Tuesday, August 07, 2007


Durango Day!

Not again! This is the fourth time I've passed this Durango. Am I riding in circles? Is this some plot to rob me of my sanity? I've got news for whoever it is. Sanity fled long ago. Is that a camera truck? Am I on some "Candid Camera" type of show? That probably dated me, didn't it? Or is this like one of those continuously running film loops? Sort of like the movie Groundhog Day?

I don't need my attitude adjusted. I've got plenty of my own and I like it just fine, thank you. If someone else doesn't like it they can just learn to adjust. This has got to be a different Durango. Sure, it's red. There's a blond woman behind the wheel. She has a cell phone glued to her head. The tires are drifting over the line into my lane just like the other three. Wait! This one's got a different colored blouse on. How did she change in the rig? I'd be scratching my head but the helmet's in the way. Oh bother. How did I get here?

* [REQUIRED TASK 1]:
Answer these questions about the blog post:
(a) How many times has the narrator passed the Durango?
(b) What color is the Durango?
(c) What keeps the narrator from scratching their head?
The blog post and the listing are separate material with no connection to each other.

* [SUPPLIED DATA]:
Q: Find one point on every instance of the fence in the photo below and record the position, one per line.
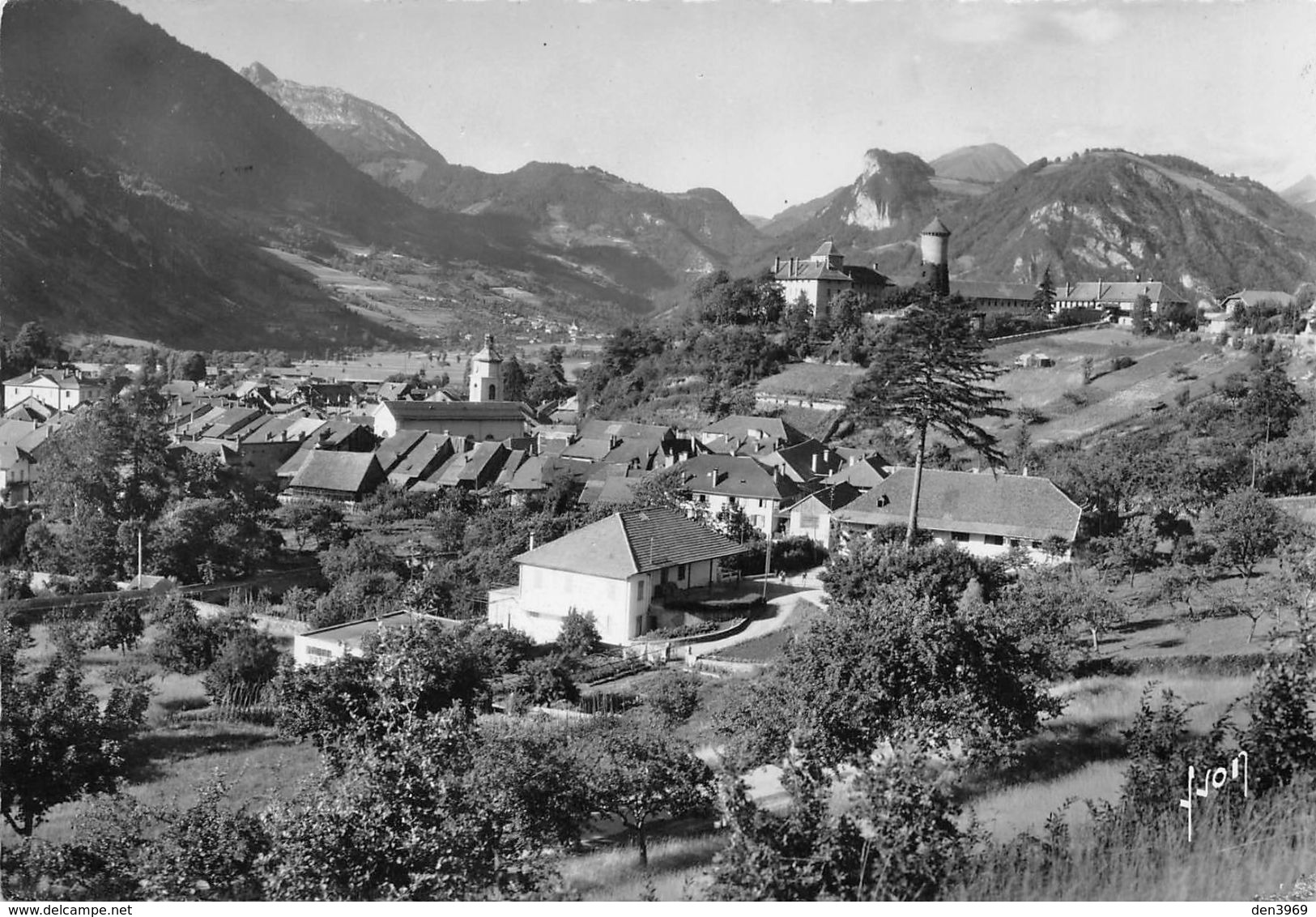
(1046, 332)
==
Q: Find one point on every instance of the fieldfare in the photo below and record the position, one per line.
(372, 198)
...
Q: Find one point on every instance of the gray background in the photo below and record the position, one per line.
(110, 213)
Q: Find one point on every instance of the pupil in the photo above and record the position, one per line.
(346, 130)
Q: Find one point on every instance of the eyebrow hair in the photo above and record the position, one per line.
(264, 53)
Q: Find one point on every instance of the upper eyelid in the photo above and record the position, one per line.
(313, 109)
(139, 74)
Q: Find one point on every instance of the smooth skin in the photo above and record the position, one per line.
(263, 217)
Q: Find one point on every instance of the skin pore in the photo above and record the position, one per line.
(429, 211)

* [REQUIRED TASK 2]:
In the listing, arrange as a numbered list the lines starting at the line that contains "Q: Find one point on every instance of the fence" and ending at the line that contains "(1046, 332)". Leave out blank lines and the picture.

* [EXERCISE OUTPUT 1]:
(a) Four times.
(b) Red.
(c) The helmet.

* [EXERCISE OUTPUT 2]:
1. Q: Find one point on every instance of the fence in the photo below and record the position, one per line.
2. (1046, 332)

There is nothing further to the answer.